▶ _YOUR ASSIGNMENT_
Every word of every entry must be retyped exactly.

Source records
•••••

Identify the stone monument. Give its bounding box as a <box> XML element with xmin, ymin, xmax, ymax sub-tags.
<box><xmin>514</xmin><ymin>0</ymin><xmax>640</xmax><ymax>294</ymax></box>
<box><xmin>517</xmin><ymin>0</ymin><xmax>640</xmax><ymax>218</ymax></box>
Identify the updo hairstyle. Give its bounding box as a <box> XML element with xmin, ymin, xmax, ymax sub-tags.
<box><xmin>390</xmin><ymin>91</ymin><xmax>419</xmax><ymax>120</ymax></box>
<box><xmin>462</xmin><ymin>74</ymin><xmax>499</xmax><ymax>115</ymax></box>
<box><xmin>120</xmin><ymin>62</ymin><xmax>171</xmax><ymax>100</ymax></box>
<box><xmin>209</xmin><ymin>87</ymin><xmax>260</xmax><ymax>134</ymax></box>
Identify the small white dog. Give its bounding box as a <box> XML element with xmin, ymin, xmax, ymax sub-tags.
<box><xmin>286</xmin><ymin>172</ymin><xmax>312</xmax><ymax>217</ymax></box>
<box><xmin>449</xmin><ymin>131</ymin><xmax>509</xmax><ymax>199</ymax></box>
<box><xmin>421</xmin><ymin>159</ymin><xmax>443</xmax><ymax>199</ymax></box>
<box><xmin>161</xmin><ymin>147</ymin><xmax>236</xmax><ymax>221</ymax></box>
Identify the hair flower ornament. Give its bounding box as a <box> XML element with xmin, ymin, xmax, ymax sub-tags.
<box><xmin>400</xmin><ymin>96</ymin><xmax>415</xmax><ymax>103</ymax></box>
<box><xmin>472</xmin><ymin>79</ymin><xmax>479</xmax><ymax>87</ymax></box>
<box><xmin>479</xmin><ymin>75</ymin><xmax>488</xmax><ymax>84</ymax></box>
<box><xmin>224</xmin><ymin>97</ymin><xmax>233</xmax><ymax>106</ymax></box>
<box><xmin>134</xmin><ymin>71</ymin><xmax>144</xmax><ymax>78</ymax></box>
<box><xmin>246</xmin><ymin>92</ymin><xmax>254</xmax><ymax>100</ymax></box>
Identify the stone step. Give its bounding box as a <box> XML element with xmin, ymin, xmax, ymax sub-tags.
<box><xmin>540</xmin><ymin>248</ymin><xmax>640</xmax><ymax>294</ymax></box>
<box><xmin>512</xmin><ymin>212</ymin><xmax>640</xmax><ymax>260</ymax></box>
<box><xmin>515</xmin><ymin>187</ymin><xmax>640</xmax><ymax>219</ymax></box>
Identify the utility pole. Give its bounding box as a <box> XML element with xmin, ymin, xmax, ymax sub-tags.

•••••

▶ _ANSWER BOX_
Identify the stone monument. Give its bounding box as a <box> XML element with xmin, ymin, xmax, ymax sub-tags.
<box><xmin>514</xmin><ymin>0</ymin><xmax>640</xmax><ymax>294</ymax></box>
<box><xmin>517</xmin><ymin>0</ymin><xmax>640</xmax><ymax>218</ymax></box>
Identify the updo hairstyle. Give its bounding box as a <box> XML element with xmin, ymin, xmax, ymax sub-tags.
<box><xmin>390</xmin><ymin>91</ymin><xmax>419</xmax><ymax>120</ymax></box>
<box><xmin>462</xmin><ymin>74</ymin><xmax>499</xmax><ymax>115</ymax></box>
<box><xmin>120</xmin><ymin>62</ymin><xmax>171</xmax><ymax>100</ymax></box>
<box><xmin>209</xmin><ymin>87</ymin><xmax>260</xmax><ymax>134</ymax></box>
Identify the small white dog. Give its bounding box as a <box> XML element with xmin, ymin, xmax, ymax sub-tags.
<box><xmin>286</xmin><ymin>172</ymin><xmax>312</xmax><ymax>217</ymax></box>
<box><xmin>449</xmin><ymin>131</ymin><xmax>509</xmax><ymax>199</ymax></box>
<box><xmin>421</xmin><ymin>159</ymin><xmax>443</xmax><ymax>199</ymax></box>
<box><xmin>161</xmin><ymin>147</ymin><xmax>236</xmax><ymax>221</ymax></box>
Identify the hair flower ornament. Give its bounding box as a <box> XML element with xmin, ymin, xmax, ymax sub-tags.
<box><xmin>400</xmin><ymin>96</ymin><xmax>415</xmax><ymax>103</ymax></box>
<box><xmin>472</xmin><ymin>79</ymin><xmax>479</xmax><ymax>87</ymax></box>
<box><xmin>479</xmin><ymin>75</ymin><xmax>488</xmax><ymax>84</ymax></box>
<box><xmin>224</xmin><ymin>97</ymin><xmax>233</xmax><ymax>106</ymax></box>
<box><xmin>134</xmin><ymin>71</ymin><xmax>144</xmax><ymax>78</ymax></box>
<box><xmin>246</xmin><ymin>92</ymin><xmax>254</xmax><ymax>100</ymax></box>
Identify the stone step. Give its bounding box as a <box> XML element with xmin, ymin, xmax, ymax sub-tags.
<box><xmin>540</xmin><ymin>248</ymin><xmax>640</xmax><ymax>294</ymax></box>
<box><xmin>512</xmin><ymin>212</ymin><xmax>640</xmax><ymax>260</ymax></box>
<box><xmin>515</xmin><ymin>187</ymin><xmax>640</xmax><ymax>219</ymax></box>
Identify the utility pole. Give its bounding box as a <box> XML element with xmin, ymin, xmax, ymax sub-tags.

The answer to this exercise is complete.